→ EXERCISE INSTRUCTIONS
Rewrite the records as a two-column CSV with the header instruction,output and one row per record. Put each record's text under instruction and its answer under output, place each value in a single quoted field with line breaks replaced by spaces, and omit the pictures.

→ ENTRIES SUPPLIED
◇ ◇ ◇ ◇ ◇ ◇ ◇
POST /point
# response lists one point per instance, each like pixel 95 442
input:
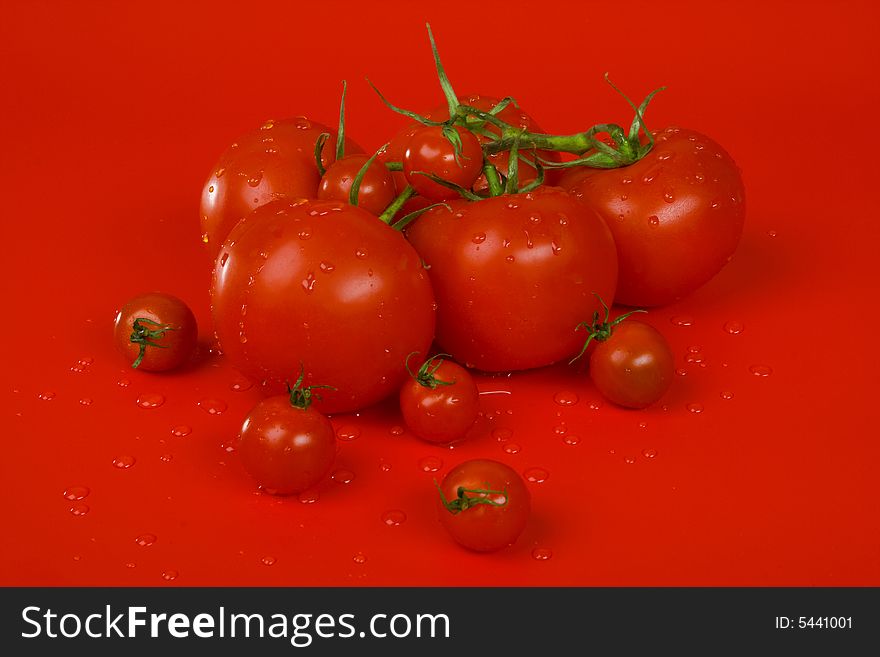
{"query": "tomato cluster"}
pixel 471 242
◇ ◇ ◇ ◇ ◇ ◇ ◇
→ THE RESULT
instruction,output
"POST /point # response lists one point per instance, each like pixel 95 442 input: {""query"": ""tomato cluster""}","pixel 471 242"